What needs to be done -
Reproduce word for word the stretch of the listing from the line containing "the bus side" through the line containing "x=277 y=294", both of those lines included.

Data for this task -
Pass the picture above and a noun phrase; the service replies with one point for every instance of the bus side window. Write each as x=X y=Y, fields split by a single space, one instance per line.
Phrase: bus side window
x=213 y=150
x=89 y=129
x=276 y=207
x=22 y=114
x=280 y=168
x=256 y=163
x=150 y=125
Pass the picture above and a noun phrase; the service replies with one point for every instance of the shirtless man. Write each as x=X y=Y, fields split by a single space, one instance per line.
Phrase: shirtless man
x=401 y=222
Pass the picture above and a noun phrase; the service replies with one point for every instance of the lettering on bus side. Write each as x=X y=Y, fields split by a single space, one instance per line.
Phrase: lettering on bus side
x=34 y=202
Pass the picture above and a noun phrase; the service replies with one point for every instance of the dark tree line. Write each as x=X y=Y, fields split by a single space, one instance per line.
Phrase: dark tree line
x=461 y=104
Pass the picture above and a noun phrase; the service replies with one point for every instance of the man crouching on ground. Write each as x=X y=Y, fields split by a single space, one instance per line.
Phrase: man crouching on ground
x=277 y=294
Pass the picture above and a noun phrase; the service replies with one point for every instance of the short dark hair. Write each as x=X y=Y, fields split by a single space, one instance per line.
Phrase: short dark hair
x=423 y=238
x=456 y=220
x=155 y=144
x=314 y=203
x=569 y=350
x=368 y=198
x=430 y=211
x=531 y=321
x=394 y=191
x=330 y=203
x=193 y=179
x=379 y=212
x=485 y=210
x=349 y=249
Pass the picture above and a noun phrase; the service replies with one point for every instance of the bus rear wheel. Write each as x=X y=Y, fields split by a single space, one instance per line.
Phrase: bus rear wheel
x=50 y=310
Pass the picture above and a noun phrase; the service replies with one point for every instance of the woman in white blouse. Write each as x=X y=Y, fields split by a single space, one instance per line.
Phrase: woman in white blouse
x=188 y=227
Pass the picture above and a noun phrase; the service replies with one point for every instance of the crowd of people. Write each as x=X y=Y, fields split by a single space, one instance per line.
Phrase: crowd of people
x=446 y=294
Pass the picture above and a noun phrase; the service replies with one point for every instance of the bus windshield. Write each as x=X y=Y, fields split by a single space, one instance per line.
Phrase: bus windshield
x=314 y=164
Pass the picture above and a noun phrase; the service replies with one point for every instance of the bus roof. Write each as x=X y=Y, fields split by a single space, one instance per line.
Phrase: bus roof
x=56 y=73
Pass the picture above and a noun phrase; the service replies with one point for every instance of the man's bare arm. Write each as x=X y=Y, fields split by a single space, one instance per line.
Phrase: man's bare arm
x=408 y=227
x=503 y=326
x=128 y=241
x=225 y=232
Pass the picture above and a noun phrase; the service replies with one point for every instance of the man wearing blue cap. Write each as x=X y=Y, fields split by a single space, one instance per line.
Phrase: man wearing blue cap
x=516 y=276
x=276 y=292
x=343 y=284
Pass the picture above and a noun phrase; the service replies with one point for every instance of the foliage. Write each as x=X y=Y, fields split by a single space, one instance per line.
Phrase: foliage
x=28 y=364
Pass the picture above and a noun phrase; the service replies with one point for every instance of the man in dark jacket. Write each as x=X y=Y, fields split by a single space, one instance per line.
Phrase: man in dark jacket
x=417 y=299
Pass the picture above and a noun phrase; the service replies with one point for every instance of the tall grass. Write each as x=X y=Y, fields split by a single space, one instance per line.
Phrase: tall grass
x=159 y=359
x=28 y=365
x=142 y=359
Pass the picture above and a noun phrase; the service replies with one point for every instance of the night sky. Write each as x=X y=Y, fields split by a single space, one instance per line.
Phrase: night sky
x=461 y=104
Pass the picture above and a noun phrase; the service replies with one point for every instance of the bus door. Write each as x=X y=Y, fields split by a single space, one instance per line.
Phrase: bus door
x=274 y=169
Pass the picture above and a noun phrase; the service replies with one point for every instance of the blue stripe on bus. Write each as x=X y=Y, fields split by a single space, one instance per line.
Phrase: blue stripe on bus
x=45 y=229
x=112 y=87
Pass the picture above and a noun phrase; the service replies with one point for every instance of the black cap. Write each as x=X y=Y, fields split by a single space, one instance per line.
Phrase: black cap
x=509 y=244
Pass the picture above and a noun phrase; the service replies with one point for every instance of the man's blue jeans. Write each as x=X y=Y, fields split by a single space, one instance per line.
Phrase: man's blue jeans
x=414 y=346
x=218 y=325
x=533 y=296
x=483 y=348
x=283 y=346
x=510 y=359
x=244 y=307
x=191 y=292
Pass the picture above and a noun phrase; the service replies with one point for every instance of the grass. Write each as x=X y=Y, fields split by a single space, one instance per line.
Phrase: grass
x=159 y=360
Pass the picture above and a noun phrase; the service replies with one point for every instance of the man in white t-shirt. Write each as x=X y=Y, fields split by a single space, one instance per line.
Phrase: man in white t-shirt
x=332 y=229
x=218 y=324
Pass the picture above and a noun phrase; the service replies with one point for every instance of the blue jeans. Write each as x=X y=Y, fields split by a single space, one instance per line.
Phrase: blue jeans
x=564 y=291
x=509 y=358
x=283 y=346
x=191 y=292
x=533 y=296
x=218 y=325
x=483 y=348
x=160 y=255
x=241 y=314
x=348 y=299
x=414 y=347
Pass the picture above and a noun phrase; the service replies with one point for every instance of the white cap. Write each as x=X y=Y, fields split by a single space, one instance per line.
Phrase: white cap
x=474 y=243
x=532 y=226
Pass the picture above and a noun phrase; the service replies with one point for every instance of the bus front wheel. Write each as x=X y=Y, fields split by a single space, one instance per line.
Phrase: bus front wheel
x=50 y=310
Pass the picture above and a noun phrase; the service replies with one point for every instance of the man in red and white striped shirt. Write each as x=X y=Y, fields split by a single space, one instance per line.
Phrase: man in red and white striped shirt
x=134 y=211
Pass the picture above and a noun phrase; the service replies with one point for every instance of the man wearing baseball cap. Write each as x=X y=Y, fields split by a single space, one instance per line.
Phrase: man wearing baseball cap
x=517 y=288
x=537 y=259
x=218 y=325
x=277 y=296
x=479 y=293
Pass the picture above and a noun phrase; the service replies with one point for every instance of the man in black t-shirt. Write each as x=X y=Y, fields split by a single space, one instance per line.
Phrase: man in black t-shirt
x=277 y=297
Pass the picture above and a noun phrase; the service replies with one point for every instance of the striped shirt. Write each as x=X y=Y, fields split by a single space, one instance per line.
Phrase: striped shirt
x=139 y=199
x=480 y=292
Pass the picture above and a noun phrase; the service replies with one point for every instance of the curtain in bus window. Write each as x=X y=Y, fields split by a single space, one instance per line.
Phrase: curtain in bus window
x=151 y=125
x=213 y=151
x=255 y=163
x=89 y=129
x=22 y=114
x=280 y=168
---
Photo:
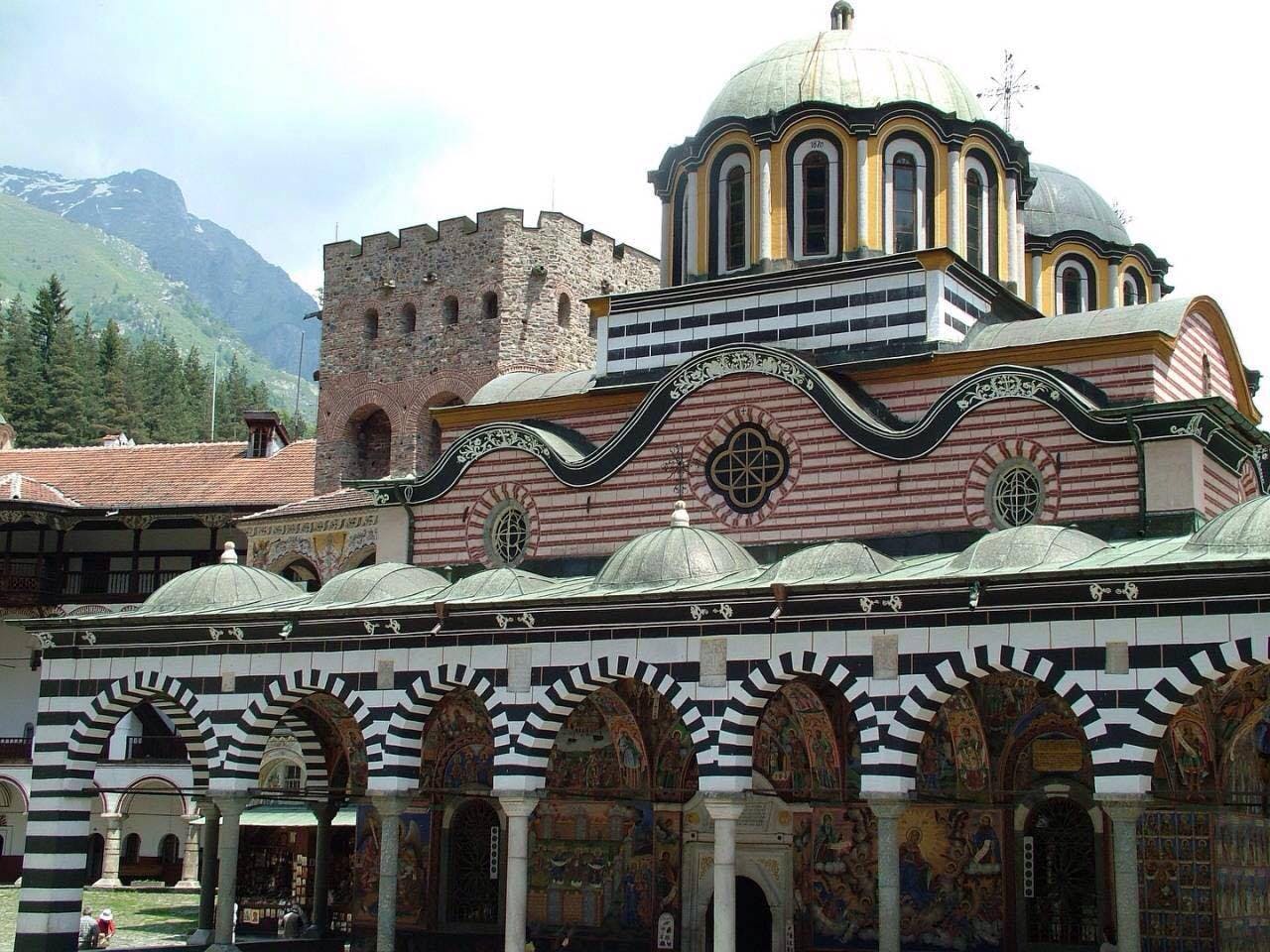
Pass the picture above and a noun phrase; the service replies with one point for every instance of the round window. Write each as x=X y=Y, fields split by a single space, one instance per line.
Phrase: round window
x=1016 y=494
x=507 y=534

Exercise response -
Pass the picture above and a noun phrase; the service replies with one point for every instance of the bus side window. Write each as x=X y=Y, fields split by a single space, one instance per line.
Phrase: bus side window
x=213 y=150
x=89 y=129
x=276 y=207
x=22 y=114
x=280 y=168
x=256 y=163
x=150 y=125
Pass the picture above and a noun phrase; the service replies with one point for every instance of the shirtless man. Write each as x=X y=Y, fields split by a single space, one instance per line.
Phrase: shirtless man
x=401 y=222
Pass the picture above and a noun phrase; the service replies with one point for every instance of the lettering on bus side. Write each as x=X y=Y, fields split by a single space, one instance per line.
Phrase: lettering on bus side
x=34 y=202
Pass the picture above and a noun phrase; the service replies with one point for every instance of the dark tree line. Write each as x=X y=Y, fields split by a single space, one instance per line.
Phrase: dark tree line
x=461 y=104
Pass the picture above and a noun phrase; the service replies with one point for every instance of the man crouching on ground. Write each as x=X y=Y, fields split by a single space, one instance per line.
Phrase: man crouching on ground
x=277 y=294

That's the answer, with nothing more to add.